The vessel can potentially offer a variety of offshore assistance with subsea services, construction aid, exploration, production, ROV and diving support, and scientific marine research and survey mapping, along with military support.

TDI-Brooks has increased vessel capacity by adding a 75-meter DP2 vessel, R/V Nautilus. (Courtesy: TDI-Brooks)

This vessel is about 60 percent through its retrofit period in Las Palmas. It will finish its shipyard period in late September and then transit to Trinidad for several geotechnical coring projects. One of these programs will involve spudcan analyses using the recently delivered Manta-200, deployed through the Nautilus mid-ship moonpool.

The Nautilus is a vessel with one North American MCK-1240 upper forecastle deck STBD side SWL 7.1-ton crane, large accommodation (46 berths) and deck capacity.

What to produce:
Reproduce the passage about the R/V Nautilus word for word from "This vessel is" to "Nautilus mid-ship moonpool.".

Supplied records:
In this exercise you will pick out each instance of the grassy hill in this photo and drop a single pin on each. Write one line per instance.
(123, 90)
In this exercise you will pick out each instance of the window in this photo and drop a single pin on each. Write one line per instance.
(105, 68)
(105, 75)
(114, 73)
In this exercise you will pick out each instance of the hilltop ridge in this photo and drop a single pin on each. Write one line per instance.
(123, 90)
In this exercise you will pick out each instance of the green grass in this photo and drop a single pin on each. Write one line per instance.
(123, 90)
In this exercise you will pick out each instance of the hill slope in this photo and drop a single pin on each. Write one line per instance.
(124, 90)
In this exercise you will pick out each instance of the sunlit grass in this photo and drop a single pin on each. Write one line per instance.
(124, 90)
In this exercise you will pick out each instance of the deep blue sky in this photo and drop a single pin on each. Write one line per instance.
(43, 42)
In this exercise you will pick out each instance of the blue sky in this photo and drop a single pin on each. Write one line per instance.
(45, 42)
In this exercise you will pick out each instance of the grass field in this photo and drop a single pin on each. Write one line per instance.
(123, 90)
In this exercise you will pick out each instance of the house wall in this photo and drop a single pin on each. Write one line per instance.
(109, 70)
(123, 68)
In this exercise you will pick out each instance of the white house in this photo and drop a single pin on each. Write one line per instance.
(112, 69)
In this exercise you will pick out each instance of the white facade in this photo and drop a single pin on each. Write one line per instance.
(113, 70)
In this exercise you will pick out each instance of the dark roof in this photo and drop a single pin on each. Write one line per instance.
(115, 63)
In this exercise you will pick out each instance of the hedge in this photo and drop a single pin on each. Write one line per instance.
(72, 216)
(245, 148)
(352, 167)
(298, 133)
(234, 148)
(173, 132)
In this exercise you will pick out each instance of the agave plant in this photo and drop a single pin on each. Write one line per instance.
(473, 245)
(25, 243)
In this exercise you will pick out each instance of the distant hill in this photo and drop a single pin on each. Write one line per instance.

Final result:
This vessel is about 60 percent through its retrofit period in Las Palmas. It will finish its shipyard period in late September and then transit to Trinidad for several geotechnical coring projects. One of these programs will involve spudcan analyses using the recently delivered Manta-200, deployed through the Nautilus mid-ship moonpool.